**TASK PROMPT**: Which lines in the rows below contain the string "door"? Pick out each of those lines and copy it, treating uppercase and lowercase as different.

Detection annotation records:
----
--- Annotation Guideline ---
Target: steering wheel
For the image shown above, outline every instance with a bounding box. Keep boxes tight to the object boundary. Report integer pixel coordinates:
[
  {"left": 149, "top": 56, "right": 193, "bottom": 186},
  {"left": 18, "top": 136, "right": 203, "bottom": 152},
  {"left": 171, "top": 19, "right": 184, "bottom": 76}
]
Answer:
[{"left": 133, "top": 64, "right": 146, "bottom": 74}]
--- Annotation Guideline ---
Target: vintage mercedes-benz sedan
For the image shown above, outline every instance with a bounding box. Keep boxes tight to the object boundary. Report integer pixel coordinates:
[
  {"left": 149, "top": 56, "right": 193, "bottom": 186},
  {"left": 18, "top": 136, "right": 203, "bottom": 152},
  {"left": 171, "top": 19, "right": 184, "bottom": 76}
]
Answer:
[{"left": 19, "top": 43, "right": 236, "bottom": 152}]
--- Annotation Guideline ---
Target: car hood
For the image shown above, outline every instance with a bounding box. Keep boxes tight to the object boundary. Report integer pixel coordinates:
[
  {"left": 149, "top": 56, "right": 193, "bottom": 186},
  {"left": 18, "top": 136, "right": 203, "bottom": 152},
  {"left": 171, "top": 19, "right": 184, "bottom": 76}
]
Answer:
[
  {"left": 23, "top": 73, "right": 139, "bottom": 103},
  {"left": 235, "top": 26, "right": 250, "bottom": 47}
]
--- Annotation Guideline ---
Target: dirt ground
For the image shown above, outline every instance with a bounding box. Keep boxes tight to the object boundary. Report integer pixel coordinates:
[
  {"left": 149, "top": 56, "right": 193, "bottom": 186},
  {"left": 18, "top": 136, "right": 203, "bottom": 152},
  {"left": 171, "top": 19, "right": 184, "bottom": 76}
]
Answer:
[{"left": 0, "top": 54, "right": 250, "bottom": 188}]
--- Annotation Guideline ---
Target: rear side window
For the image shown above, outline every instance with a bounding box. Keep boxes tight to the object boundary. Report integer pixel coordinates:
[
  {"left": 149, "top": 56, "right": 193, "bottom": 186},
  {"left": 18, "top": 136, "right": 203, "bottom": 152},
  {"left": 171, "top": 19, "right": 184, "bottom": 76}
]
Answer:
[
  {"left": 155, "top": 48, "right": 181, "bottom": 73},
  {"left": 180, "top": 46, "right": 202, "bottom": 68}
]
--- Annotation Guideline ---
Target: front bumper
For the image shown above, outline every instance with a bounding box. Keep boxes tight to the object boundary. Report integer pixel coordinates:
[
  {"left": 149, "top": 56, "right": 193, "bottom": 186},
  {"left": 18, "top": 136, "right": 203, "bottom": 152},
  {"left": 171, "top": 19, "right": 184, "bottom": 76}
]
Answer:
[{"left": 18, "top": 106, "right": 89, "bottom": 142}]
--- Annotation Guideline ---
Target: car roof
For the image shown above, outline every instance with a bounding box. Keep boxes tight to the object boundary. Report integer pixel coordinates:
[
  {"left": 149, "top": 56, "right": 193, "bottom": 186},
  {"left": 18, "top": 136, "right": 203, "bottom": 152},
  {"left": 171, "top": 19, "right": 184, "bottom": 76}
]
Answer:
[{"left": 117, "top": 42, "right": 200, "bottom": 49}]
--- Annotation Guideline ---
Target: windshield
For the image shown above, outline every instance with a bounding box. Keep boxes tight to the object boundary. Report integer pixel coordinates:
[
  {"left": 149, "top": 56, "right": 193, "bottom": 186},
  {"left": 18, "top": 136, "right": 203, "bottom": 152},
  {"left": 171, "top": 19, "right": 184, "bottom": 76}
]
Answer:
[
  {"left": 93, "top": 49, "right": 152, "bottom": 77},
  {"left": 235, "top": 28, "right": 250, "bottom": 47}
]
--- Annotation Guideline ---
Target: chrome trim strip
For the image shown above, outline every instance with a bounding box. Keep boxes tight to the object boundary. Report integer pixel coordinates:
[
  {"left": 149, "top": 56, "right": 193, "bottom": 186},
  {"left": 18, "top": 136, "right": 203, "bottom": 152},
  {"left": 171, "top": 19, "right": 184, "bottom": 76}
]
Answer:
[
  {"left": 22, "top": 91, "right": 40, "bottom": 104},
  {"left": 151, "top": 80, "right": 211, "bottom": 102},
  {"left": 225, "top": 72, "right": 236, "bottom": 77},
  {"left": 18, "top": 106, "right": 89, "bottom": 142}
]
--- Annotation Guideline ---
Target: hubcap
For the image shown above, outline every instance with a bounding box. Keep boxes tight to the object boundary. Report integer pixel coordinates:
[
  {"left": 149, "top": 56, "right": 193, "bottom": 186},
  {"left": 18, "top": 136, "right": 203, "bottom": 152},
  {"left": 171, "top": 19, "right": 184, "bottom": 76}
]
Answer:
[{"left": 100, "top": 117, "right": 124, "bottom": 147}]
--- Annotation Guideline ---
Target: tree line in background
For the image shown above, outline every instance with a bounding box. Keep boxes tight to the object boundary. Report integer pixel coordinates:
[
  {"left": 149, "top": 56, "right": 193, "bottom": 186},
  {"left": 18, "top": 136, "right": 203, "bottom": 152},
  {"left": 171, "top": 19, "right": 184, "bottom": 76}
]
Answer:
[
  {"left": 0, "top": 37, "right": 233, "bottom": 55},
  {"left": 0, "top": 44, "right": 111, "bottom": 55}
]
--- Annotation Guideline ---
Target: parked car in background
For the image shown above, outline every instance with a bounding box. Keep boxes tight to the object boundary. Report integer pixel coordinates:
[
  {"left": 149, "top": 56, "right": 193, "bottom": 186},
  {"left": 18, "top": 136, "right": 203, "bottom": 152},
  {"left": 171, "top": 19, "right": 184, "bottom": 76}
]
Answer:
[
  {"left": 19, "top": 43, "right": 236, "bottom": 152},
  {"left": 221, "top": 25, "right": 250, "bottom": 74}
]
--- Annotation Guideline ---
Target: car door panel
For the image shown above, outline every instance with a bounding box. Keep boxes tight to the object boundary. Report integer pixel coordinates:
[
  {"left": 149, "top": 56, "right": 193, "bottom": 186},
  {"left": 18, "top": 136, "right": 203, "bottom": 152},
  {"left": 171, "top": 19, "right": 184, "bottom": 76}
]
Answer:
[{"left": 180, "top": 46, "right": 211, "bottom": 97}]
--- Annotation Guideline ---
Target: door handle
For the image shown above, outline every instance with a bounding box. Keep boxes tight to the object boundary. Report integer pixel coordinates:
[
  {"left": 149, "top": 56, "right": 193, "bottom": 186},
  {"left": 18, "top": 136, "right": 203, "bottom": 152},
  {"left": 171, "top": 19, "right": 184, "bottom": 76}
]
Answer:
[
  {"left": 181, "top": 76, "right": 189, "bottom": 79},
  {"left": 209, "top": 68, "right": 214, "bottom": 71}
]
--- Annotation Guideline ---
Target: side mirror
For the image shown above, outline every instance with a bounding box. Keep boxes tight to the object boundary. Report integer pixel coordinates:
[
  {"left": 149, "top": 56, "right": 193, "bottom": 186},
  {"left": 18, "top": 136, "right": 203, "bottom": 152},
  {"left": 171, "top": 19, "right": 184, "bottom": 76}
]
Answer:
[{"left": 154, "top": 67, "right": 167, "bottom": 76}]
----
**WRITTEN SOLUTION**:
Target: car door panel
Target: door handle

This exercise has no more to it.